CONSEGNA:
Quali righe dei record contengono la stringa "suit"? Trovale e copiale tutte, tenendo conto di maiuscole e minuscole.

DATI DELL'ESERCIZIO:
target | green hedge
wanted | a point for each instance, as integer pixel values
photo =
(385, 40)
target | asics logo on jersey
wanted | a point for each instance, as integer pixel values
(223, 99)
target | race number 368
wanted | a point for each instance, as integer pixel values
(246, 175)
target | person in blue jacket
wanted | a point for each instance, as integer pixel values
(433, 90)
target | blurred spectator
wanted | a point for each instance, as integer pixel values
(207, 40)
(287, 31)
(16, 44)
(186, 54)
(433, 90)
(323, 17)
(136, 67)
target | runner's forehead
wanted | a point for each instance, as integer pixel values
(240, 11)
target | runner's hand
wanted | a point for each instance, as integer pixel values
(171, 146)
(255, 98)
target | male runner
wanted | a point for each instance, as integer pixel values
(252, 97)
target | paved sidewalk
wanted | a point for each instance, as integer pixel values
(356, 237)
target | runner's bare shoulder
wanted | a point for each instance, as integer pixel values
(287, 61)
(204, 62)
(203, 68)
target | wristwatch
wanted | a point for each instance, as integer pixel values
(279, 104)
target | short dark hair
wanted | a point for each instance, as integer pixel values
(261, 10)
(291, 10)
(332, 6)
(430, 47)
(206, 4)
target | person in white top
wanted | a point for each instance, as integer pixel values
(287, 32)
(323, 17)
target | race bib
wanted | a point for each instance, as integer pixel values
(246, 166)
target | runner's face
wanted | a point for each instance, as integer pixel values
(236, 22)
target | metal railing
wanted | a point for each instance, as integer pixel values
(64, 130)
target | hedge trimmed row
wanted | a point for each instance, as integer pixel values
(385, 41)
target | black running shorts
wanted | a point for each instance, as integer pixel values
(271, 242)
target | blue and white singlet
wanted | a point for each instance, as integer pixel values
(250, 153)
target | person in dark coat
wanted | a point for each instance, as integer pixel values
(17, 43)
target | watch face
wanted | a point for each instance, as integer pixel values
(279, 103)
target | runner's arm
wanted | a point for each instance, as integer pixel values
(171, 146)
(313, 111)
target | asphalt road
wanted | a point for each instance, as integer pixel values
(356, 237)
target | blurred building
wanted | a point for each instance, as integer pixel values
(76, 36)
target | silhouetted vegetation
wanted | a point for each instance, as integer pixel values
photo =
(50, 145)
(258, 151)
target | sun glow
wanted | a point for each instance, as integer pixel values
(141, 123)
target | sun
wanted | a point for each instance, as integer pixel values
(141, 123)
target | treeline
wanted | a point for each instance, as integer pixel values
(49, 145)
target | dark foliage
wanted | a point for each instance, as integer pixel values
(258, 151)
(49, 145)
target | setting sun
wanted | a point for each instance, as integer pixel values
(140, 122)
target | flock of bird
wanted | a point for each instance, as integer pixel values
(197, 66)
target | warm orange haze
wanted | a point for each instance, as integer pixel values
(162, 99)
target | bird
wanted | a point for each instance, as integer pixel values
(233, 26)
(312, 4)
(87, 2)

---

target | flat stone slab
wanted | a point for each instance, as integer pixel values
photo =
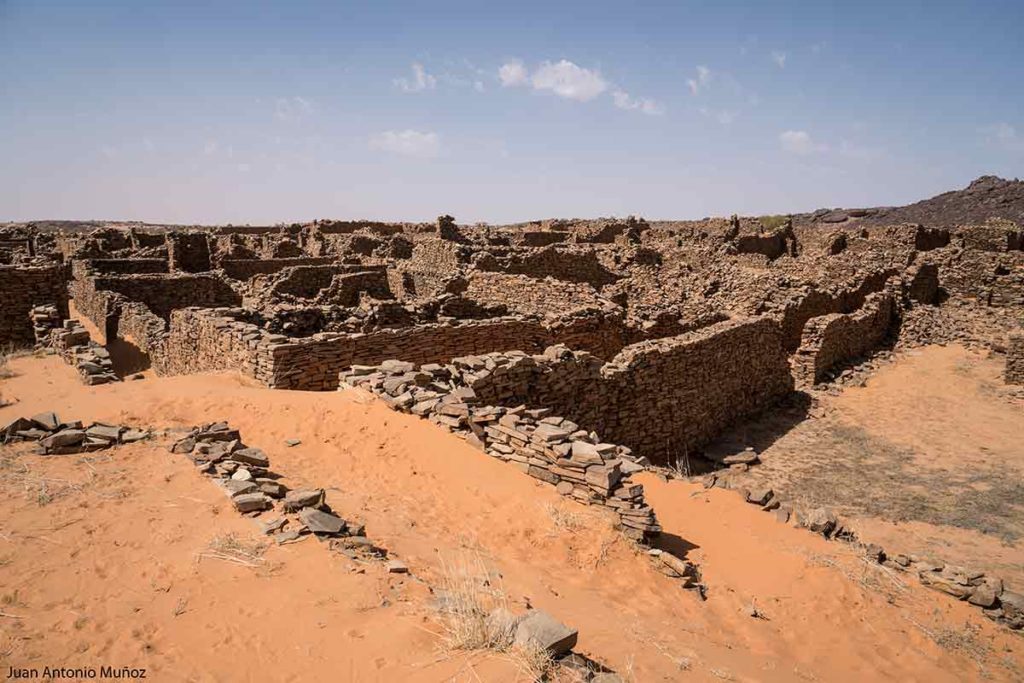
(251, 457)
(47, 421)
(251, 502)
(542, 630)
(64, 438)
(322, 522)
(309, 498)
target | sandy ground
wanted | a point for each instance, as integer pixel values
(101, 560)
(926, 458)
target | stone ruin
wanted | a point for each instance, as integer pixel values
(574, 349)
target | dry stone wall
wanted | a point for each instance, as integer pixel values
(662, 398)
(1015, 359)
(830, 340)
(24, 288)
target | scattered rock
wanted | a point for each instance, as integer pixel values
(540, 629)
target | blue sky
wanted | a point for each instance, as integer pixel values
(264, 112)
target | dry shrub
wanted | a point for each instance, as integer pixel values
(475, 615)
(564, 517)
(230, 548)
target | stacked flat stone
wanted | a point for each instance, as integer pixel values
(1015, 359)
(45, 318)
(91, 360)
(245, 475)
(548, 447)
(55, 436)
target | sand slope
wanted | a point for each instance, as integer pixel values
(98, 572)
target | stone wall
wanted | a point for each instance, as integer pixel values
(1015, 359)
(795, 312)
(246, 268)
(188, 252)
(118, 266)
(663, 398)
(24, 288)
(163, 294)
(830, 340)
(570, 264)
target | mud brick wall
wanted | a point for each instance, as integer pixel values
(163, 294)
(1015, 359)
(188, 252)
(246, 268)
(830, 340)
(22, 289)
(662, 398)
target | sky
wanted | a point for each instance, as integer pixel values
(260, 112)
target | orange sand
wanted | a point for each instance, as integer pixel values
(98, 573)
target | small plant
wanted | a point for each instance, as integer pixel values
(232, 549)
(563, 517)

--

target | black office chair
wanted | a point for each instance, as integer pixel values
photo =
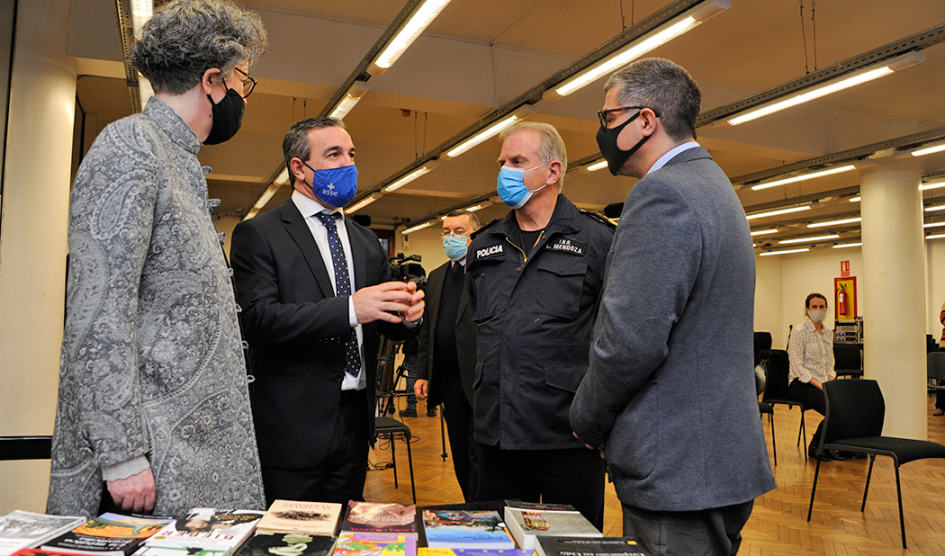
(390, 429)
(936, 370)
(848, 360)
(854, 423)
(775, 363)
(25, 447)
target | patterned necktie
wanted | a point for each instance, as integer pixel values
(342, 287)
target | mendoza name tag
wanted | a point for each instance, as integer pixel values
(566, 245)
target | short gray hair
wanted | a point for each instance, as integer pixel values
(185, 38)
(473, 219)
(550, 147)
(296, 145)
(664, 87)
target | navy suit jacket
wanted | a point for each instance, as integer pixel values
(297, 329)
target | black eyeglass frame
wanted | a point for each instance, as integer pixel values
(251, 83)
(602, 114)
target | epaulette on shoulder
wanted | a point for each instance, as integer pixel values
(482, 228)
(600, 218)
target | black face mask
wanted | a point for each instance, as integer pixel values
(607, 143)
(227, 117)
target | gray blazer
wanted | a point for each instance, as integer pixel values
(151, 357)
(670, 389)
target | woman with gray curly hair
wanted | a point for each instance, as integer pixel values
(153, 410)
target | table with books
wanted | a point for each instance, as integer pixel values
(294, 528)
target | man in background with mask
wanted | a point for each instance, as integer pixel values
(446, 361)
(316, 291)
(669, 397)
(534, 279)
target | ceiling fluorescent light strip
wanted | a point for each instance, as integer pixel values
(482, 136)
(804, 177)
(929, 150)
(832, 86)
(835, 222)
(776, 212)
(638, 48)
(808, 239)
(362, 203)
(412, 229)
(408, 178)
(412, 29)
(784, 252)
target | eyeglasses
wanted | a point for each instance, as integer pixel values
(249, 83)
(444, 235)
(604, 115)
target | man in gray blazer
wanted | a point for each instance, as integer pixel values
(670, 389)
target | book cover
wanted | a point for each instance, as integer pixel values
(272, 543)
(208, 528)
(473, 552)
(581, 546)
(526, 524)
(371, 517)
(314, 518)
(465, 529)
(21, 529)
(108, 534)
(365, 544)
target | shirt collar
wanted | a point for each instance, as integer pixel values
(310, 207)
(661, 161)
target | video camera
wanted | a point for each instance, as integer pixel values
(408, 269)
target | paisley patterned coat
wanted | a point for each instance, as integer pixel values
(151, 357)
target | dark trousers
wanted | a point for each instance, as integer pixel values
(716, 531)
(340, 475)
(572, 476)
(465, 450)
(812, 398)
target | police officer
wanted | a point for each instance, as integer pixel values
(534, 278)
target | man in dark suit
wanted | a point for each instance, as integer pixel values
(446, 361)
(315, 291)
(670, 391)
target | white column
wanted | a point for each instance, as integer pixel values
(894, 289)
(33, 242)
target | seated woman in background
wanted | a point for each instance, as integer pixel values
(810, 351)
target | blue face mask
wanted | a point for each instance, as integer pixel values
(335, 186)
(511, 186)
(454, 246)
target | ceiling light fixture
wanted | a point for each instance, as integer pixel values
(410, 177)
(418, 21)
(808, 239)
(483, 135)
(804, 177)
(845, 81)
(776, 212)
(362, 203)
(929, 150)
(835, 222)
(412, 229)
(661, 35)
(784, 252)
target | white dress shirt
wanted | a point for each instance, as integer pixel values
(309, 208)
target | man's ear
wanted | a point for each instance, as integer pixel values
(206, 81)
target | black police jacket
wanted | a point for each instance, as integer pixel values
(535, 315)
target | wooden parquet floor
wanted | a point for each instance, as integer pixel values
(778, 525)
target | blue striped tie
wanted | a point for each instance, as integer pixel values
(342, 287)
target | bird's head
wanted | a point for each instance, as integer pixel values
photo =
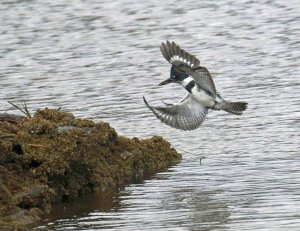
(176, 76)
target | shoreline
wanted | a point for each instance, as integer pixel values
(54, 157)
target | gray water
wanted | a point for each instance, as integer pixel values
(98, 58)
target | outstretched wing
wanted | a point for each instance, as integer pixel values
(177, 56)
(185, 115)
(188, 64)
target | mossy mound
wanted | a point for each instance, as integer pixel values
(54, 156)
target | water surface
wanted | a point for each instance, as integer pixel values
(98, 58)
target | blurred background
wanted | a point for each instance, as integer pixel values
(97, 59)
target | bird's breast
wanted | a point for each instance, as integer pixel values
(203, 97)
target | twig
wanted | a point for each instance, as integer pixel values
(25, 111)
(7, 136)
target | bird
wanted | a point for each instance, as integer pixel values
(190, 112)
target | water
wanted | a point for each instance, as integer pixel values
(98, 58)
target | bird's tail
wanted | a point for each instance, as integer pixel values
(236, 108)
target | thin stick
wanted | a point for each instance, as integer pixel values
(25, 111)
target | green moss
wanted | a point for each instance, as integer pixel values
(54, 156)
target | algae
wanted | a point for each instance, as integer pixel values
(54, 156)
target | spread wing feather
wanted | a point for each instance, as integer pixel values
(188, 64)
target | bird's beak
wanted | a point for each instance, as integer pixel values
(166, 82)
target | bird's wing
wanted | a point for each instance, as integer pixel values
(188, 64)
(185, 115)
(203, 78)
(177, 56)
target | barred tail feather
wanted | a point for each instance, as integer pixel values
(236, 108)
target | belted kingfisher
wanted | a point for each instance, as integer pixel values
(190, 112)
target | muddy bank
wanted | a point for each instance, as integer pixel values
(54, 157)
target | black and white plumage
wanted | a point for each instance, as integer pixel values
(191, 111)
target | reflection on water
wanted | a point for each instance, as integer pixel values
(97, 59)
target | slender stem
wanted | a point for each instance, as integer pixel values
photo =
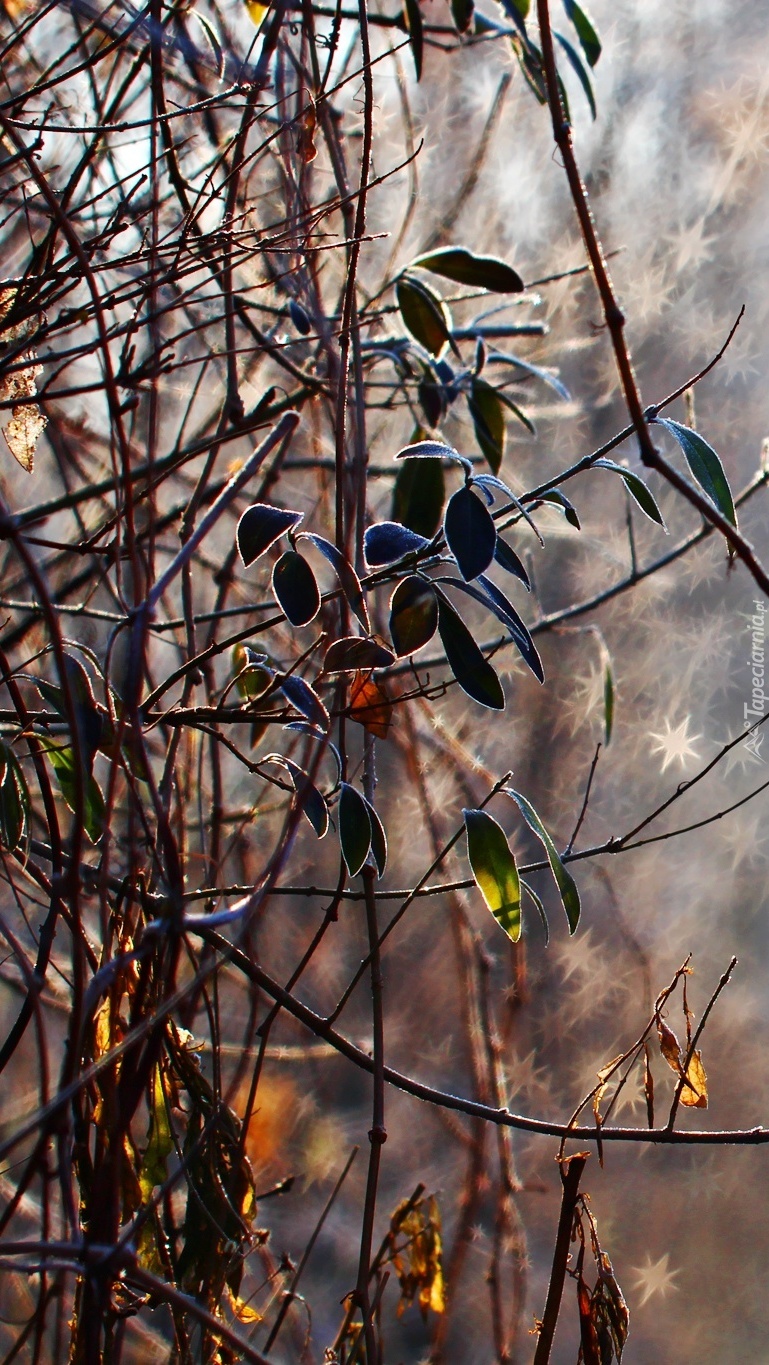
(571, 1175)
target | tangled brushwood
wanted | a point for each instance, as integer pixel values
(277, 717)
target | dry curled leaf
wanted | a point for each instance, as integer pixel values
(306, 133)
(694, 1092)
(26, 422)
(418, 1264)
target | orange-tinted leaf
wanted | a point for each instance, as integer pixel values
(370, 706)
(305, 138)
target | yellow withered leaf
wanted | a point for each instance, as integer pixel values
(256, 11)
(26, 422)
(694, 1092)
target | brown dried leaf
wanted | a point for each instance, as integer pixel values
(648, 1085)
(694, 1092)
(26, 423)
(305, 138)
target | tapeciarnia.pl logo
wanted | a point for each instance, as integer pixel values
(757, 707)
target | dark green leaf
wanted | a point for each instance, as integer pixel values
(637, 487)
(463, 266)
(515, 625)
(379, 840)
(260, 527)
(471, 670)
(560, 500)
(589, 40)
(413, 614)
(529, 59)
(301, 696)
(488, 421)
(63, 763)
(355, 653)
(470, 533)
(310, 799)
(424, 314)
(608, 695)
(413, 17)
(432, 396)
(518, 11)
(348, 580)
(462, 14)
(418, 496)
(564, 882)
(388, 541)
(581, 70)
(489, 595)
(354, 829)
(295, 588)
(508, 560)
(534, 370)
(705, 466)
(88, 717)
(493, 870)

RISULTATO:
target | navy suit jacket
target | man in dark suit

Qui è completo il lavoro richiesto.